-- START OF Document segment --

# West Michigan Snow Forecast



## Watkins (Oct 27, 2008)

If your into the weather for West Michigan.
Whats your expectation for the West Michigan snow and ice management season of 2013-14 ?


----------



## Mark Oomkes (Dec 10, 2000)

It's going to be cold with some periods of warmer weather. Some rain, snow, sleet and freezing rain mixed with sunny days and starlit nights. 

Daylight will be getting shorter until about Dec 21, then longer.


----------



## Herm Witte (Jan 27, 2009)

Mark Oomkes;1649178 said:


> It's going to be cold with some periods of warmer weather. Some rain, snow, sleet and freezing rain mixed with sunny days and starlit nights.
> 
> Daylight will be getting shorter until about Dec 21, then longer.


As always you're spot on.


----------



## Mark Oomkes (Dec 10, 2000)

Herm Witte;1649203 said:


> As always you're spot on.


You want to bet against me?


----------



## Turf Z (Jan 30, 2010)

First push predicitions? Saw snow on the lakeshore today.


----------



## torchwoodland (Oct 21, 2013)

Hey do you guys have any bulk salt suppliers(not bagged) in the grand rapids area


----------



## sk187 (Dec 7, 2006)

Are you looking to load your truck when needed or to buy a train load and store on your own?


----------



## torchwoodland (Oct 21, 2013)

Load the truck when needed.


----------



## DaveCN5 (Oct 19, 2011)

How did you guys fair last night/this morning? Over here by the capital we got some localized heavy squalls where we got an inch, but the 30mph winds got rid of most of it. We salted some parking lots this morning for some drifting, but that's about it.


----------



## Turf Z (Jan 30, 2010)

Had about 9-10" of wet snow along the lakeshore last night into this morning, further inland there was 2-4" probably.


----------



## Mark Oomkes (Dec 10, 2000)

DaveCN5;1669543 said:


> How did you guys fair last night/this morning? Over here by the capital we got some localized heavy squalls where we got an inch, but the 30mph winds got rid of most of it. We salted some parking lots this morning for some drifting, but that's about it.


Then you got way more than GR did. We did get a partial salting out of it, but no more than that. Maybe a half inch on the north side in some areas, south end not even that much.


----------



## Turf Z (Jan 30, 2010)

Probably close to a foot in some areas of Grand Haven Weds night/yesterday.


----------



## snowpro44 (Oct 31, 2013)

We had a good 6-10..down here in southwestern mi..,,going to be a money maker this season if this keeps up!!The only thing is??...will the lake freeze far enough out this year too shut off the squalls???This cold.. This early will have a great effect on the water temps!!...I still think this will be a real michigan winter this year!!...HAPPY HOILDAYS TO ALL!!...


----------



## DaveCN5 (Oct 19, 2011)

Sounds like a pretty decent system is headed our way Sunday night/Monday Morning. I've already heard everything from 1-8" (depending on who you listen to) by Monday afternoon.


----------

-- END OF Document segment --

**Directions:** Copy the stretch of the West Michigan snow forecast thread from "Then you got" through "Haven Weds night/yesterday." word for word.

-- START OF Items --

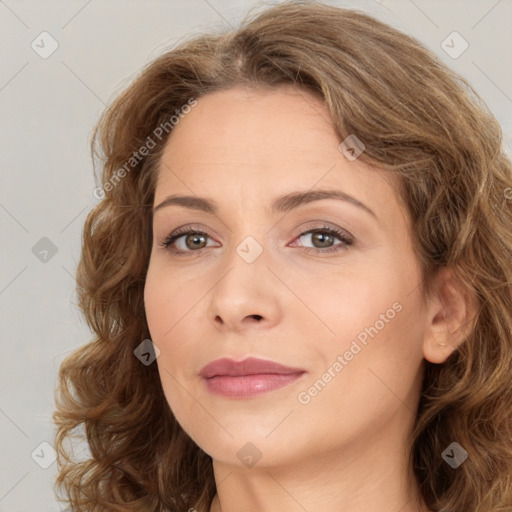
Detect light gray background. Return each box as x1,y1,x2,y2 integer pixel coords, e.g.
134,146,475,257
0,0,512,512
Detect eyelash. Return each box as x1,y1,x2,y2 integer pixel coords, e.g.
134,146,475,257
160,226,354,256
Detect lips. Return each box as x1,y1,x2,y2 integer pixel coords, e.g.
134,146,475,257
199,357,305,379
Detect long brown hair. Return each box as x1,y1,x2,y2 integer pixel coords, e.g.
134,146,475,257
55,1,512,512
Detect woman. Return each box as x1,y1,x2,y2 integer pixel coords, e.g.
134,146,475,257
55,2,512,512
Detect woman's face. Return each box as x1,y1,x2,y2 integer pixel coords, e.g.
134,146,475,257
145,87,426,467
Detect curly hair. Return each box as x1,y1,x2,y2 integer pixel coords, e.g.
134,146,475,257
54,1,512,512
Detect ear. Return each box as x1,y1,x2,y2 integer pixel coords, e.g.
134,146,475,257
423,267,476,364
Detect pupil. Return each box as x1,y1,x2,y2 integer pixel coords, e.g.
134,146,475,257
187,235,204,249
313,233,331,247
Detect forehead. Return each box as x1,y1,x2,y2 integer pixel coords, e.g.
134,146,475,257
155,86,404,224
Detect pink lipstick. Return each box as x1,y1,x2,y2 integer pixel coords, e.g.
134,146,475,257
200,357,306,398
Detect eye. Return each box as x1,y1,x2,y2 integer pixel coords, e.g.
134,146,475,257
160,226,354,256
161,226,216,254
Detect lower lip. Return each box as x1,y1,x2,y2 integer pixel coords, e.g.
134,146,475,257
205,372,304,398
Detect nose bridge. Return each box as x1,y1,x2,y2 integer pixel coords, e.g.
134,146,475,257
208,229,278,328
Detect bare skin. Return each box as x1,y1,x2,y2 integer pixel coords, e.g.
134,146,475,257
145,87,467,512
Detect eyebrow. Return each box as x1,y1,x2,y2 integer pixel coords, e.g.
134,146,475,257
153,189,378,220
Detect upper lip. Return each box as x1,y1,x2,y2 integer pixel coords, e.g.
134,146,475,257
199,357,305,379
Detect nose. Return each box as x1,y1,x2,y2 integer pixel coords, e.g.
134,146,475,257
208,246,282,332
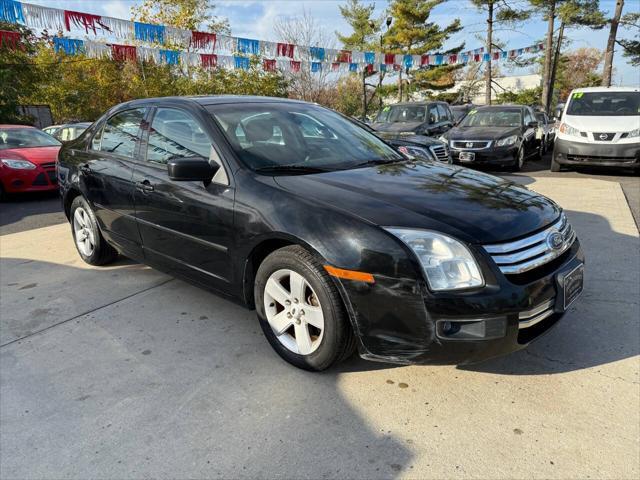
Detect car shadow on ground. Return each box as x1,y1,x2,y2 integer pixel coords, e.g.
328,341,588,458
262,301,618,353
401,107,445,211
458,210,640,375
0,257,414,478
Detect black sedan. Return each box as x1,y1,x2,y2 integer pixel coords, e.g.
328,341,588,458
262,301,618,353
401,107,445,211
58,96,583,370
447,105,541,171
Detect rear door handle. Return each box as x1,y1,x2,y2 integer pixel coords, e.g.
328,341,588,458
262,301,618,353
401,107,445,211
136,180,153,193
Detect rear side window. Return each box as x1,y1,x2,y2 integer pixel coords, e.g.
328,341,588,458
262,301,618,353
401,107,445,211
92,108,145,158
147,108,211,164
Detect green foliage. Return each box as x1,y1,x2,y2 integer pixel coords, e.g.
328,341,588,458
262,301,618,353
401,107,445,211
495,87,542,105
131,0,231,35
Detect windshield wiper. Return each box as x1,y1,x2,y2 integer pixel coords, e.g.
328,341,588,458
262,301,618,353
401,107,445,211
255,164,329,173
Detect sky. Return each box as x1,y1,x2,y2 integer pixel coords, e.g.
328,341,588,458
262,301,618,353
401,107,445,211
26,0,640,85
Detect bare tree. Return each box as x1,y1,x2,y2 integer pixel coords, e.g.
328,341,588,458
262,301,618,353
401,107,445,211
273,10,336,105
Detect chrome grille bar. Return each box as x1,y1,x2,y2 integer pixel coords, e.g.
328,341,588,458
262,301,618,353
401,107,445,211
484,213,576,275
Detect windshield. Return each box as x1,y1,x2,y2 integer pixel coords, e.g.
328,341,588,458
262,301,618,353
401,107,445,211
460,109,522,127
0,128,60,150
376,105,427,123
207,103,404,171
567,92,640,117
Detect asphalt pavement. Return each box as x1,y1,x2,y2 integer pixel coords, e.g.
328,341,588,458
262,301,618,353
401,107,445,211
0,157,640,479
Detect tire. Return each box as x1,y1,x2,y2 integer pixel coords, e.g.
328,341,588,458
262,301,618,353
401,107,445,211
511,147,524,172
69,195,118,265
254,245,355,371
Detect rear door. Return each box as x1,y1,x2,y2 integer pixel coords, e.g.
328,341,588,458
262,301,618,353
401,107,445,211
78,108,147,258
133,107,234,291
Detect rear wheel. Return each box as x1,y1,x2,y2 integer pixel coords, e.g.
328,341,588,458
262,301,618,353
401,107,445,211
70,196,118,265
254,246,355,371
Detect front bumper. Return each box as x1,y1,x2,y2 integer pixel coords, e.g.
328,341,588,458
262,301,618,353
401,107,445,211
0,165,58,193
342,239,584,365
553,138,640,168
450,146,518,166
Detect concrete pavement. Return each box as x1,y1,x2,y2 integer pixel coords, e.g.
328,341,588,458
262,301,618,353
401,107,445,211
0,175,640,479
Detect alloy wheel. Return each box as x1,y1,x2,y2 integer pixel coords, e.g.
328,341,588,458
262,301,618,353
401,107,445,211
73,207,96,257
264,269,324,355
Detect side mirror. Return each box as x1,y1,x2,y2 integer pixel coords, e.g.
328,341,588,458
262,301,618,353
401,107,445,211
167,157,220,182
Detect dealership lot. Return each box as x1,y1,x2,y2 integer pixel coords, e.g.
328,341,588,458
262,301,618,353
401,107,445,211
0,168,640,478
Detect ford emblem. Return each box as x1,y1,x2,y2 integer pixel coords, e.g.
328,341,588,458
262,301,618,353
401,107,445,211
547,231,564,250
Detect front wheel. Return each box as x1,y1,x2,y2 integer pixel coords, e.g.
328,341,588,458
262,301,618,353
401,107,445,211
70,196,118,265
254,246,355,371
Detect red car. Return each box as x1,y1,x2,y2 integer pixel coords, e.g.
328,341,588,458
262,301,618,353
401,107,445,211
0,125,61,198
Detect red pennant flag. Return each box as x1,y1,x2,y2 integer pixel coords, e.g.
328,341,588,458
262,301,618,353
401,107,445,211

-- END OF Items --

**Answer to this problem:**
Then you got way more than GR did. We did get a partial salting out of it, but no more than that. Maybe a half inch on the north side in some areas, south end not even that much.


----------



## Turf Z (Jan 30, 2010)

Probably close to a foot in some areas of Grand Haven Weds night/yesterday.